-- start Information provided --

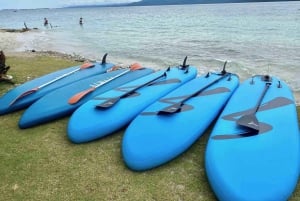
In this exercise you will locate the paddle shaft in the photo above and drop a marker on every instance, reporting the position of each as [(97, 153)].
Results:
[(57, 78), (101, 83), (26, 93), (111, 101), (77, 97), (143, 85), (176, 106)]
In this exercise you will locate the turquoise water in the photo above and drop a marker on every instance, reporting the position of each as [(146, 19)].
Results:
[(255, 37)]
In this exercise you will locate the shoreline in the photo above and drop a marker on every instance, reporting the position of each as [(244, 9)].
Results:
[(11, 44)]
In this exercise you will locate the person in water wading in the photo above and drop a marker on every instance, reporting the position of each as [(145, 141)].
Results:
[(45, 22), (4, 69)]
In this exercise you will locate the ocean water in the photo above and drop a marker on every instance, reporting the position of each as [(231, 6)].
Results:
[(256, 38)]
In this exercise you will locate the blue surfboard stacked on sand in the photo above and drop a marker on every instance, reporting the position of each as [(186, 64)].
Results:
[(253, 151), (24, 95), (168, 127), (56, 104), (116, 108)]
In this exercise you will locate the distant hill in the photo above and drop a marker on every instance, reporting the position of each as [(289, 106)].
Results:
[(178, 2)]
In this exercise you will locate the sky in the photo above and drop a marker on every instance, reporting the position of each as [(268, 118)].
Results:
[(28, 4)]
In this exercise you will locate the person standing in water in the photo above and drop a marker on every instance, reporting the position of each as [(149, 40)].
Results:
[(45, 22)]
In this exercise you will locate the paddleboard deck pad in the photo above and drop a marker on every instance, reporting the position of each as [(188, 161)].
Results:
[(56, 104), (98, 118), (25, 94), (161, 133), (253, 151)]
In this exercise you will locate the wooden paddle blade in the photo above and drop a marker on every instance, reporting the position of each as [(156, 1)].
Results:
[(87, 65), (249, 121), (109, 103), (170, 109), (26, 93), (77, 97)]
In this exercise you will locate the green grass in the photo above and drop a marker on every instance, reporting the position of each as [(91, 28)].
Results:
[(41, 164)]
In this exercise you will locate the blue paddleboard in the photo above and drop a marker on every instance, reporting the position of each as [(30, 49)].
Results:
[(56, 104), (253, 151), (24, 95), (100, 117), (168, 127)]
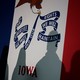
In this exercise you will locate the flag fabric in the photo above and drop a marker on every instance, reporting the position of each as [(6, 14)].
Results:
[(44, 41)]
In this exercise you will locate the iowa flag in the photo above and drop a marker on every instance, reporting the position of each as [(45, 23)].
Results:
[(44, 42)]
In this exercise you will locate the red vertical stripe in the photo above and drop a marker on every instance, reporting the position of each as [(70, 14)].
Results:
[(71, 53), (72, 37)]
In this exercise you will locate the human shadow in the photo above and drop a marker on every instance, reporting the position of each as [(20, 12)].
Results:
[(20, 62), (74, 73), (49, 67), (3, 63)]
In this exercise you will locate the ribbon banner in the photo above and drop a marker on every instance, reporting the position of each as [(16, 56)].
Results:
[(53, 23), (41, 35)]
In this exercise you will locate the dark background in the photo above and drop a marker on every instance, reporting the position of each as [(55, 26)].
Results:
[(6, 17)]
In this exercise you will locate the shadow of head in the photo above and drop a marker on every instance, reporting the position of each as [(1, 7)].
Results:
[(36, 3)]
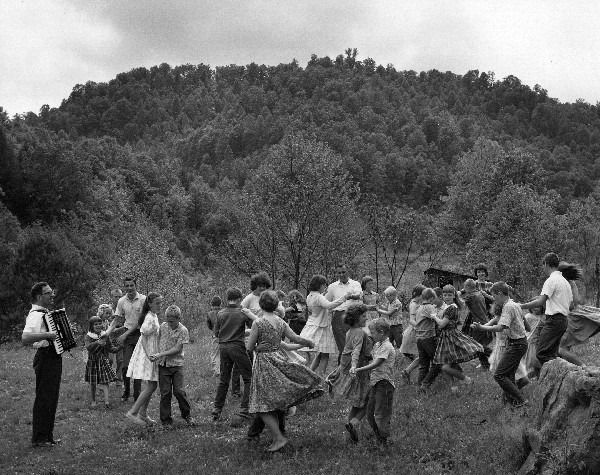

-- end Information provided --

Recast the lines of the material from the line containing "In this exercise you will locate the wooden" through the line containing "93), (77, 97)]", inclusive, as a JSON list of strings, one string per line, with any blank lines omitted.

Solution to the problem:
[
  "In this exercise you will locate the wooden paddle blade in the photo above and drop a marker on every instance, reporting the position of each as [(156, 1)].",
  "Results:",
  "[(87, 65), (249, 121), (109, 103), (170, 109), (26, 93), (77, 97)]"
]